YOUR OBJECTIVE: Among the entries, find the lines with the string "query" and report them.

SOURCE MATERIAL:
-------

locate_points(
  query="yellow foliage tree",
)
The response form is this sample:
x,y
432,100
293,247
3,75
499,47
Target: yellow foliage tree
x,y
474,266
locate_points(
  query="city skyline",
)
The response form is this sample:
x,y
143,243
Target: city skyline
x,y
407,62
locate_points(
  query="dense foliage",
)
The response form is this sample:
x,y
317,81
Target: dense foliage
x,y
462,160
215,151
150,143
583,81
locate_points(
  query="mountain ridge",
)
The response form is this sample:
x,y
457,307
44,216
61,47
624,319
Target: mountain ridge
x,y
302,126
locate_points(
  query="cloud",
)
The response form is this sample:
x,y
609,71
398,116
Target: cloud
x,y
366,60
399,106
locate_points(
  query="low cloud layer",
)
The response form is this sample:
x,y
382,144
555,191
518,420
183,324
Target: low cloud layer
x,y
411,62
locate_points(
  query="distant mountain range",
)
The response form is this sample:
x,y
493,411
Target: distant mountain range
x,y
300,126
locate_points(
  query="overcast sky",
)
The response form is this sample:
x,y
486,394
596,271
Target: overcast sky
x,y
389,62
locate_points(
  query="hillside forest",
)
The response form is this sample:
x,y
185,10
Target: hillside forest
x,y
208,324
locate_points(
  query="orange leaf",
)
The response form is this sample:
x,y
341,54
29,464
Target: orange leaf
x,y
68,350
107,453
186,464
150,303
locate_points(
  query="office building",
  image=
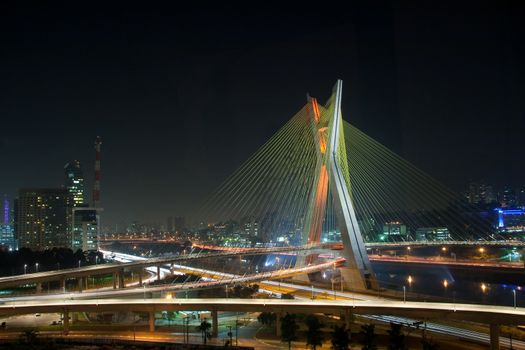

-------

COMPLETED EXERCISE:
  query="yellow foliage tree",
  query="city skyline",
  query="dense foliage",
  query="mountain ridge",
  query="cloud",
  query="low cloud layer",
  query="distant mountain range",
  query="overcast sky",
  query="hillside forest",
  query="orange leaf",
  query="office building",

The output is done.